• _TASK A_: In the MappedHash header, what hash function does eHashFunctionDJB stand for, and what else is that function used by?
• _TASK B_: Summarize the MappedHash header in two sentences.
• _TASK C_: Reproduce the MappedHash header from "for (unsigned char" to "hash_function, const char *s)", switching "hash_function" to "hash_kind".

• _EXTRACT_:
* * * * * * *
MappedHash.h [plain text]

//
//  MappedHash.h
//

#ifndef liblldb_MappedHash_h_
#define liblldb_MappedHash_h_

#include <assert.h>
#include <stdint.h>

#include <map>
#include <vector>

#include "lldb/Core/DataExtractor.h"
#include "lldb/Core/Stream.h"

class MappedHash
{
public:

    enum HashFunctionType
    {
        eHashFunctionDJB        = 0u    // Daniel J Bernstein hash function that is also used by the ELF GNU_HASH sections
    };


    static uint32_t
    HashStringUsingDJB (const char *s)
    {
        uint32_t h = 5381;
        
        for (unsigned char c = *s; c; c = *++s)
            h = ((h << 5) + h) + c;
        
        return h;
    }
    
    static uint32_t
    HashString (const uint8_t hash_function, const char *s)
    {
        switch (hash_function)
        {
            case MappedHash::eHashFunctionDJB:
                return HashStringUsingDJB (s);
                
            default:
                break;
        }
        assert (!"Invalid hash function index");
        return 0;
    }


    static const uint32_t HASH_MAGIC = 0x48415348u;
    static const uint32_t HASH_CIGAM = 0x48534148u;
    
    template <typename T>
    struct Header
	{
        typedef T HeaderData;

        uint32_t    magic;             // HASH_MAGIC or HASH_CIGAM magic value to allow endian detection        
        uint16_t    version;           // Version number
		uint16_t    hash_function;     // The hash function enumeration that was used
		uint32_t    bucket_count;      // The number of buckets in this hash table
		uint32_t    hashes_count;      // The total number of unique hash values and hash data offsets in this table
        uint32_t    header_data_len;   // The size in bytes of the "header_data" template member below
        HeaderData  header_data;       // 
        
		Header () :
            magic (HASH_MAGIC),
            version (1),
            hash_function (eHashFunctionDJB),
            bucket_count (0),
            hashes_count (0),
            header_data_len (sizeof(T)),
            header_data ()
		{
		}
        
        virtual 
        ~Header()
        {
        }

        size_t
        GetByteSize() const
        {
            return  sizeof(magic) + 
                    sizeof(version) + 
                    sizeof(hash_function) +
                    sizeof(bucket_count) +
                    sizeof(hashes_count) +
                    sizeof(header_data_len) +
                    header_data_len;
        }
        
        virtual size_t
        GetByteSize (const HeaderData &header_data) = 0;

        void
        SetHeaderDataByteSize (uint32_t header_data_byte_size)
        {
            header_data_len = header_data_byte_size;
        }

        void
        Dump (lldb_private::Stream &s)
        {
            s.Printf ("header.magic              = 0x%8.8x\n", magic);
            s.Printf ("header.version            = 0x%4.4x\n", version);
            s.Printf ("header.hash_function      = 0x%4.4x\n", hash_function);
            s.Printf ("header.bucket_count       = 0x%8.8x %u\n", bucket_count, bucket_count);
            s.Printf ("header.hashes_count       = 0x%8.8x %u\n", hashes_count, hashes_count);
            s.Printf ("header.header_data_len    = 0x%8.8x %u\n", header_data_len, header_data_len);
        }
        
        virtual uint32_t
        Read (lldb_private::DataExtractor &data, uint32_t offset)
        {
            if (data.ValidOffsetForDataOfSize (offset, 
                                               sizeof (magic) + 
                                               sizeof (version) + 
                                               sizeof (hash_function) +
                                               sizeof (bucket_count) +
                                               sizeof (hashes_count) +
                                               sizeof (header_data_len)))
* * * * * * *
• _Lines from a labeling collection_:

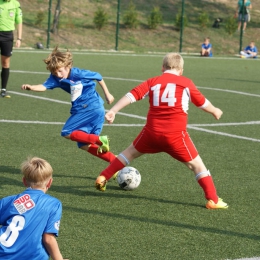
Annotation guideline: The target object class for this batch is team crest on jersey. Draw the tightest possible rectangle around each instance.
[14,194,35,214]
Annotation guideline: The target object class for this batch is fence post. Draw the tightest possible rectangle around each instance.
[179,0,184,53]
[46,0,52,49]
[115,0,120,51]
[238,0,245,53]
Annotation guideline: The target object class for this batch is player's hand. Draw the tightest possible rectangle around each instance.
* * * * * * *
• _EXERCISE ANSWER A_: It stands for the Daniel J Bernstein hash function, which is also used by the ELF GNU_HASH sections.

• _EXERCISE ANSWER B_: The MappedHash header defines a MappedHash class with one hash function type, the Daniel J Bernstein hash, along with static functions that hash a string using it. It also defines a templated Header struct that stores a magic value for endian detection, a version number, the hash function used, the bucket and hash counts, and the header data length, with methods to compute its byte size and to dump these fields to a stream.

• _EXERCISE ANSWER C_:
for (unsigned char c = *s; c; c = *++s)
            h = ((h << 5) + h) + c;
        
        return h;
    }
    
    static uint32_t
    HashString (const uint8_t hash_kind, const char *s)